-- PROVIDED RECORDS follows --
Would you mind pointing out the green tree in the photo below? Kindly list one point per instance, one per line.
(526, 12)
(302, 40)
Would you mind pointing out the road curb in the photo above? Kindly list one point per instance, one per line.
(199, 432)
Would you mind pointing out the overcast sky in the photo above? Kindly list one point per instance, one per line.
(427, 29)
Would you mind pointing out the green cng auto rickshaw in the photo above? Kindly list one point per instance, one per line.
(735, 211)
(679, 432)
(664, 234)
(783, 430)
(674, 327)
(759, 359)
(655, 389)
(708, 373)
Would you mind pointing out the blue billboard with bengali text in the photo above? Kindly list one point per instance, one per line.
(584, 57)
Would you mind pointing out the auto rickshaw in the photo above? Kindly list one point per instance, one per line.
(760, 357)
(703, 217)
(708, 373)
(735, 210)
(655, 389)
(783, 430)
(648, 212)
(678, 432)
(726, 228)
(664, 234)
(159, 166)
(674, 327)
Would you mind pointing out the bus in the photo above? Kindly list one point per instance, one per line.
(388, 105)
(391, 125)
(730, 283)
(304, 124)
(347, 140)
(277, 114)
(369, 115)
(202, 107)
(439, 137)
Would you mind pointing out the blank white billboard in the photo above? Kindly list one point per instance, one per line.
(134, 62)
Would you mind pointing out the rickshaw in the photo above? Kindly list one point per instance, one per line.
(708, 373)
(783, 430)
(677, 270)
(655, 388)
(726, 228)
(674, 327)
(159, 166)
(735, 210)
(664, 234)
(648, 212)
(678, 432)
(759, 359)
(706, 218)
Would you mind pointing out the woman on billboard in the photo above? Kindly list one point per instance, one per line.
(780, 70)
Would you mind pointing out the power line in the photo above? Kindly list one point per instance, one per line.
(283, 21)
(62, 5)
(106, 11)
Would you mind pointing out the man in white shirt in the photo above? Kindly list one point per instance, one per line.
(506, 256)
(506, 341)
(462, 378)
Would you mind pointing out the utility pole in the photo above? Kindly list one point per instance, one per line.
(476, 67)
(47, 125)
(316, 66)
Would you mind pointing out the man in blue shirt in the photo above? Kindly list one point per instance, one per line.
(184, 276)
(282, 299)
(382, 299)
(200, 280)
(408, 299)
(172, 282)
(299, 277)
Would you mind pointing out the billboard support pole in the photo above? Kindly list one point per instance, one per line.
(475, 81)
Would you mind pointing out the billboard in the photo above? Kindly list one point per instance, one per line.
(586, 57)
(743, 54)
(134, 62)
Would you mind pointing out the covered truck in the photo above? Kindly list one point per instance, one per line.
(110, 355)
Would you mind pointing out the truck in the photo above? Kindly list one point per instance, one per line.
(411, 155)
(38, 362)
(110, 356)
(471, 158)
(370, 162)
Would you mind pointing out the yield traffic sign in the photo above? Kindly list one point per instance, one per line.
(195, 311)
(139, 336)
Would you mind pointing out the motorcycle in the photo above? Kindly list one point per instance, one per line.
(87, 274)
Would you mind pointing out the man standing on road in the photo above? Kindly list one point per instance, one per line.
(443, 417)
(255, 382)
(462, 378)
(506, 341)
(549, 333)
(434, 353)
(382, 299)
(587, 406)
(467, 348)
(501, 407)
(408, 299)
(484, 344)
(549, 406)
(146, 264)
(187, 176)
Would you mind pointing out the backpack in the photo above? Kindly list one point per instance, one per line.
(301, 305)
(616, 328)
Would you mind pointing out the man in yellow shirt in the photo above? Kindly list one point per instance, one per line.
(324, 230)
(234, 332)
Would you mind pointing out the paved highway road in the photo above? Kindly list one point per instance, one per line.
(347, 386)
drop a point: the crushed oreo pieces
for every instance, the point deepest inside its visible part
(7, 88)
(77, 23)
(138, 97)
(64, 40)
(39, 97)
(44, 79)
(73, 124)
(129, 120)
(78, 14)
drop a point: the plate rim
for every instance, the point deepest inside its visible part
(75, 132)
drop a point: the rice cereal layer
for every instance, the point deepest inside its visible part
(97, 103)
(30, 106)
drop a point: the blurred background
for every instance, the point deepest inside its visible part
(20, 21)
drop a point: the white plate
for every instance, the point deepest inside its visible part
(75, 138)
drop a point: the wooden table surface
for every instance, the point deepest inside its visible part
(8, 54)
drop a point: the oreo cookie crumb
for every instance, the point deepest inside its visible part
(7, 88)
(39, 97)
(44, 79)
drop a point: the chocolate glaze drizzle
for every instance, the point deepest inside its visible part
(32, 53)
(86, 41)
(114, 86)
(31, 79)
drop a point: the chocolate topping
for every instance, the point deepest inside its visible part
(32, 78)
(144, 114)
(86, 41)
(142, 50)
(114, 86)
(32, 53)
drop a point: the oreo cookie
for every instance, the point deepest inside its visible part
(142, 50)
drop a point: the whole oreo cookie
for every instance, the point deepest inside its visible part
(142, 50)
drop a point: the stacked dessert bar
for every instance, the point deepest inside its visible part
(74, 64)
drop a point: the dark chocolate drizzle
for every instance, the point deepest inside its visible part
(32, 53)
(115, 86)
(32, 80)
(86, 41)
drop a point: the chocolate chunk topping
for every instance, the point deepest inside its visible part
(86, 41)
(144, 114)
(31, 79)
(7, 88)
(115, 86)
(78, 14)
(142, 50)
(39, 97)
-- PROVIDED RECORDS concluded --
-- PROVIDED RECORDS follows --
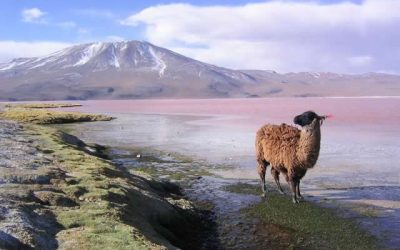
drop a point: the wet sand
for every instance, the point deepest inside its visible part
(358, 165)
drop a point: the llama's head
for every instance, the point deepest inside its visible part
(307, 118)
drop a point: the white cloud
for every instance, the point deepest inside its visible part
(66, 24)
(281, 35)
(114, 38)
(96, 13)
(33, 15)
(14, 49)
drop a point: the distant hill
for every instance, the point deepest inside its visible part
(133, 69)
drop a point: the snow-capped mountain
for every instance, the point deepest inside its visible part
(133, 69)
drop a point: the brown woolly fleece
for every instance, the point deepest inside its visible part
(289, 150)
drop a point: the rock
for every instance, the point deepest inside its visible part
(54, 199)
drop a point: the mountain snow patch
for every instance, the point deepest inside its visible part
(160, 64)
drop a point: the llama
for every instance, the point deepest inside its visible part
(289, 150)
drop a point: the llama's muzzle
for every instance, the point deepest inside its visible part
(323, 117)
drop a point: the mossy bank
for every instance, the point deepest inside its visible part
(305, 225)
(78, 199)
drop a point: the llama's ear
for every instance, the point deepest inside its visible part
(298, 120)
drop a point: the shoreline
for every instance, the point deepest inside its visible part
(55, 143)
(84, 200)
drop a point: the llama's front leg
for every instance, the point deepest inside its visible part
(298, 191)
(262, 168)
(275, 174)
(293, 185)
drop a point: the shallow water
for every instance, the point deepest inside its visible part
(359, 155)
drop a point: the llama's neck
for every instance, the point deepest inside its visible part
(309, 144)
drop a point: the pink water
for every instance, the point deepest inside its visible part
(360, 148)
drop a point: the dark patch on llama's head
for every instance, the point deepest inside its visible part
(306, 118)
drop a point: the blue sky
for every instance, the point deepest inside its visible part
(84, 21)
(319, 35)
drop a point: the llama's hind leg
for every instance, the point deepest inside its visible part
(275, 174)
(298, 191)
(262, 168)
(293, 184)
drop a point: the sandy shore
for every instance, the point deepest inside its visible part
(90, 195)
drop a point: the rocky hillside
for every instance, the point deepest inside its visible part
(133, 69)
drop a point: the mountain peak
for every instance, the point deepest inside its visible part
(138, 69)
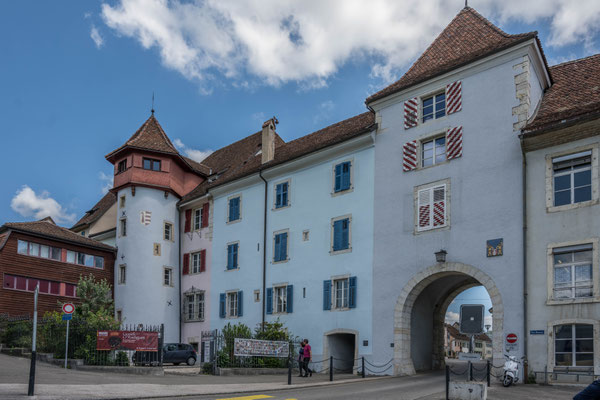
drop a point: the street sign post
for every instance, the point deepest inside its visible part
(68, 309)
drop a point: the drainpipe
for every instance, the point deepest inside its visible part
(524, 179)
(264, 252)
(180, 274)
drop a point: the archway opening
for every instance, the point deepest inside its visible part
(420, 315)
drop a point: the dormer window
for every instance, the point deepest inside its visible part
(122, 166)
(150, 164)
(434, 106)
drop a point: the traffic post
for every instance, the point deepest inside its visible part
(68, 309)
-- PROVIDED RECORDS concluded --
**WORK REQUIRED:**
Check the lines above and copy each one that includes "head".

**SOLUTION TO THE EXERCISE:**
drop a point: the llama's head
drop a point: the dark patch on llama's head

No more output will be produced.